>>>>

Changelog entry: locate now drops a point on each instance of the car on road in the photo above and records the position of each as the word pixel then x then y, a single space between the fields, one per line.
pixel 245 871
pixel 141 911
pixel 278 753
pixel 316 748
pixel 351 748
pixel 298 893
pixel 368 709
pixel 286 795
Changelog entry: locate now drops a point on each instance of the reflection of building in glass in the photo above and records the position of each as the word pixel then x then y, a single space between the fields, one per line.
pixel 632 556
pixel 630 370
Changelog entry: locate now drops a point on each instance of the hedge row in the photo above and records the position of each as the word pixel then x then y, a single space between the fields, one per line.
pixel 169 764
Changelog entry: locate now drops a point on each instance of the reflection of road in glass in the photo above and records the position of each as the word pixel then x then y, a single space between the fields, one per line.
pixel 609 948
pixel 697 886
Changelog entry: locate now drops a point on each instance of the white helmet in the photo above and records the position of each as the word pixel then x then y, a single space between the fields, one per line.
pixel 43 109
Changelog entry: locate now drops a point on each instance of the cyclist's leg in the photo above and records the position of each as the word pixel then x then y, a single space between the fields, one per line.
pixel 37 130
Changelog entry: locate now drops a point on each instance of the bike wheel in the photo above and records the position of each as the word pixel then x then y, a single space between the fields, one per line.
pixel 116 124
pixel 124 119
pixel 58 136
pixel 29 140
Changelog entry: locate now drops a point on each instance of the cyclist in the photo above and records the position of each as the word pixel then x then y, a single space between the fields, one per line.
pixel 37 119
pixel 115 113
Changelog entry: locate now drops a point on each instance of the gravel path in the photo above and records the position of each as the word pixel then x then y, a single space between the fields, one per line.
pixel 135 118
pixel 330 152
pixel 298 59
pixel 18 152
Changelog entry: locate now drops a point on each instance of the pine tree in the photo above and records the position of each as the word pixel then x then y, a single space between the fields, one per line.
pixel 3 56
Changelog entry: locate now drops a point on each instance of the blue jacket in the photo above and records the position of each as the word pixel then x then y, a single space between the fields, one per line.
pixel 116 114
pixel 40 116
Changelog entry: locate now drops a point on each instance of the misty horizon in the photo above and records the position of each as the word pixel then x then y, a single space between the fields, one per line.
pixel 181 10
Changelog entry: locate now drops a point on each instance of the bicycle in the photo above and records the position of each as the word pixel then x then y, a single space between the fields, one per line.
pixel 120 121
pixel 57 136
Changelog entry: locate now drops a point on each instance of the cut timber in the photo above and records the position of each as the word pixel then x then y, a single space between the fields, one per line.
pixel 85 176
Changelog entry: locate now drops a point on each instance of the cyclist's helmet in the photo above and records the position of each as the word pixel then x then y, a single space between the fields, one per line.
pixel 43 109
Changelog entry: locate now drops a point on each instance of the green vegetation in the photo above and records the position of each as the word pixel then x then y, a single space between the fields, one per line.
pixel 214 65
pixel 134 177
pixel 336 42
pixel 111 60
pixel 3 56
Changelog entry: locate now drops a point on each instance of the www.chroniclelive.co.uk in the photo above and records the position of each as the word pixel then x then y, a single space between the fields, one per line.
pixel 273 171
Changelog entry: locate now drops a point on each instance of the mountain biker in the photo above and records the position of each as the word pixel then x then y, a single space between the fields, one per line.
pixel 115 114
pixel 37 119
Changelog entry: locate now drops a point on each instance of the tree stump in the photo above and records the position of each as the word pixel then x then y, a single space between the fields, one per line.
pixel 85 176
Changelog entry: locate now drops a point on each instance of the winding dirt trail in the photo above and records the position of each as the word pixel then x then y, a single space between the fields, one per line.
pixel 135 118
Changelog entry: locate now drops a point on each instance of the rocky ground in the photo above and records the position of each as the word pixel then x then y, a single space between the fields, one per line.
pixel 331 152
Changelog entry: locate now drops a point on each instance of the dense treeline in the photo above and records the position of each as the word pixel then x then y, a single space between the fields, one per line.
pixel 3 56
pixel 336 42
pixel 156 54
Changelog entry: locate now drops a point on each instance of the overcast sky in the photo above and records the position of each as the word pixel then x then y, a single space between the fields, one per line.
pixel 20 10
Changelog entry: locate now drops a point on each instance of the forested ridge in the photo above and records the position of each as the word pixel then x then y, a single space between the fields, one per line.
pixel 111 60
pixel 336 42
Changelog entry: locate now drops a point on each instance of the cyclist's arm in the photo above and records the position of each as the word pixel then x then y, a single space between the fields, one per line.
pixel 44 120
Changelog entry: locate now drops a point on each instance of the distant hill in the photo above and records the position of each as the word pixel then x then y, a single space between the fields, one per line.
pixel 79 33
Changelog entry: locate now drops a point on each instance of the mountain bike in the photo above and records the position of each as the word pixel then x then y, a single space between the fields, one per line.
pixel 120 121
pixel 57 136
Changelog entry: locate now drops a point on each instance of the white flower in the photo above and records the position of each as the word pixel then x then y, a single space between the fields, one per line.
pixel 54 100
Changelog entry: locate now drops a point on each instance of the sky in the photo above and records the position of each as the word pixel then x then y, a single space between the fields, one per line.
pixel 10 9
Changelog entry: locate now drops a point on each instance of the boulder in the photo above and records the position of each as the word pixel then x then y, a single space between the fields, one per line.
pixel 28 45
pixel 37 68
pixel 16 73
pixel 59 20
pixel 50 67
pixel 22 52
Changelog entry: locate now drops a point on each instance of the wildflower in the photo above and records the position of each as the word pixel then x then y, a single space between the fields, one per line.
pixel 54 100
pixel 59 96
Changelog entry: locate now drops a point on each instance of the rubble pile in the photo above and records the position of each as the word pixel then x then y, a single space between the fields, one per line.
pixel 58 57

<<<<

# What is expected
Line by line, retype all of the entries.

# Expected output
Changelog entry: locate now drops a point on each instance of the car on road in the photo above and records the position of each as the word pixel then x then y, a single space between the fields, one per line.
pixel 245 871
pixel 141 911
pixel 278 753
pixel 316 748
pixel 351 748
pixel 298 893
pixel 368 709
pixel 286 795
Changelog entry: locate now drops a point on each instance of the reflection of building in glass in the photo above and records the position of each as the word pixel then x then y, a single space between the fields, one per line.
pixel 632 556
pixel 630 370
Changelog entry: locate now drops a point on each instance of the hedge row in the photo above and records the position of each as the word pixel then x then y, a single space between the fields, one per line.
pixel 169 764
Changelog entry: locate now drops a point on each instance of the reflection of road in glass in the photo above and records the position of each as the word pixel then x then y, a single space between the fields, one per line.
pixel 609 948
pixel 697 886
Changelog entry: locate now drops a point on each instance of the white helmet in the photo above and records the position of each as the word pixel then x then y, a single space between the fields, one per line.
pixel 43 109
Changelog entry: locate now drops a point on each instance of the cyclist's leg in the photo above and records the position of each as the word pixel then x then y, a single space between the fields, one per line.
pixel 37 130
Changelog entry: locate now drops a point on each instance of the bike wheel in the photo above and records the position of each as the word pixel then x then y, a single space between the fields, one per line.
pixel 116 124
pixel 124 119
pixel 58 136
pixel 29 140
Changelog entry: locate now drops a point on each instance of the cyclist in the photo above and records the position of each as the word pixel then x then y, a single space between the fields, one per line.
pixel 37 119
pixel 115 113
Changelog entry: locate now drops a point on each instance of the gravel path in the photo above and records the position of each as the word pixel then x then y, a single space between the fields, one per line.
pixel 135 118
pixel 330 152
pixel 298 59
pixel 18 152
Changelog entry: locate now drops a point on each instance of the pine tree in the photo above and records the position of each as the word pixel then x then y, a single space between the fields, one per line.
pixel 3 56
Changelog entry: locate now drops a point on each instance of the blue jacket in the photo above and records the position of each as the word pixel then x then y, a single space between the fields, one per line.
pixel 116 114
pixel 40 116
Changelog entry: locate now drops a point on each instance of the misty horizon in the photo above and records the position of each as the word pixel then x then y, a single space between the fields, one per line.
pixel 181 10
Changelog entry: locate now drops a point on each instance of the bicycle in the photo above and records the position of each as the word pixel then x then y, a single space between the fields, one per line.
pixel 120 121
pixel 57 136
Changelog entry: locate now drops a point on each instance of the cut timber in the photo above and records the position of each as the word pixel then x then y, a single space between the fields, one per line.
pixel 85 176
Changelog entry: locate now drops a point on each instance of the cyclist's helmet in the photo above and records the position of each as the word pixel then x then y, a single space between the fields, one per line.
pixel 43 109
Changelog entry: locate now drops a point on each instance of the green vegetation in the photo above and records the position of each as the word pixel then x then y, a single space between the fields, one per line.
pixel 214 65
pixel 134 177
pixel 336 42
pixel 111 60
pixel 3 56
Changelog entry: locate now drops a point on each instance of the www.chroniclelive.co.uk in the photo above and records the position of each as the word pixel then x then y, a single space between the fields, one per line.
pixel 273 171
Changelog entry: locate now drops a point on each instance of the mountain biker in the photo above and records the position of each as the word pixel then x then y, a single space between the fields, one per line.
pixel 115 114
pixel 37 119
Changelog entry: locate now drops a point on each instance of the tree stump in the photo above and records the position of each as the word pixel then x then y, a single space between the fields, one per line.
pixel 85 176
Changelog entry: locate now drops a point on each instance of the winding dirt trail in the photo above and records the position of each as the word pixel then x then y, a single space between the fields, one per line.
pixel 135 118
Changelog entry: locate now drops a point on each instance of the rocky ground in the photo above and records the position of each as the word pixel then x then y, a single space between the fields, one per line.
pixel 331 152
Changelog entry: locate now drops a point on each instance of the dense treeline in the photo above and records the position of each as the word pixel then x then y, a single space between the fields, one per line.
pixel 3 56
pixel 336 42
pixel 156 54
Changelog entry: locate now drops a point on each instance of the overcast sky in the photo above and records the position of each as the word pixel then x then y, a single space between the fields, one per line.
pixel 20 10
Changelog entry: locate now drops a point on each instance of the forested ridge in the photo above and records the position of each as the word pixel then x then y, a single space between the fields, one per line.
pixel 111 60
pixel 336 42
Changelog entry: locate now drops a point on each instance of the cyclist's arm in the photo above and records the position of each as the word pixel then x then y, a single space between the fields, one per line.
pixel 44 120
Changelog entry: locate now drops a point on each instance of the distant hill in the photo above and records the position of each as the word pixel then x then y, a single space between the fields, one per line.
pixel 79 33
Changelog entry: locate now drops a point on each instance of the mountain bike in the photo above and records the position of each as the word pixel then x then y, a single space between the fields, one per line.
pixel 120 121
pixel 57 136
Changelog entry: locate now drops a point on each instance of the white flower in the photo above and records the position of each as the word pixel then x then y, a single space between the fields, one per line.
pixel 54 100
Changelog entry: locate now drops a point on each instance of the sky in the photo above and records the position of each as the word pixel then x then y, a single space between the fields, one per line.
pixel 10 9
Changelog entry: locate now drops a point on each instance of the boulder in the photo above and records the position of each as the word pixel then x then y, a single space between the fields, one per line.
pixel 28 45
pixel 37 68
pixel 16 73
pixel 59 20
pixel 50 67
pixel 22 52
Changelog entry: locate now drops a point on each instance of the wildflower in the photo above and records the position of each as the word pixel then x then y, a single space between the fields, one per line.
pixel 54 100
pixel 59 96
Changelog entry: locate now drops a point on each instance of the rubble pile in the photo above and records the position of each as the word pixel then x then y, a single space between the fields, one per line.
pixel 58 57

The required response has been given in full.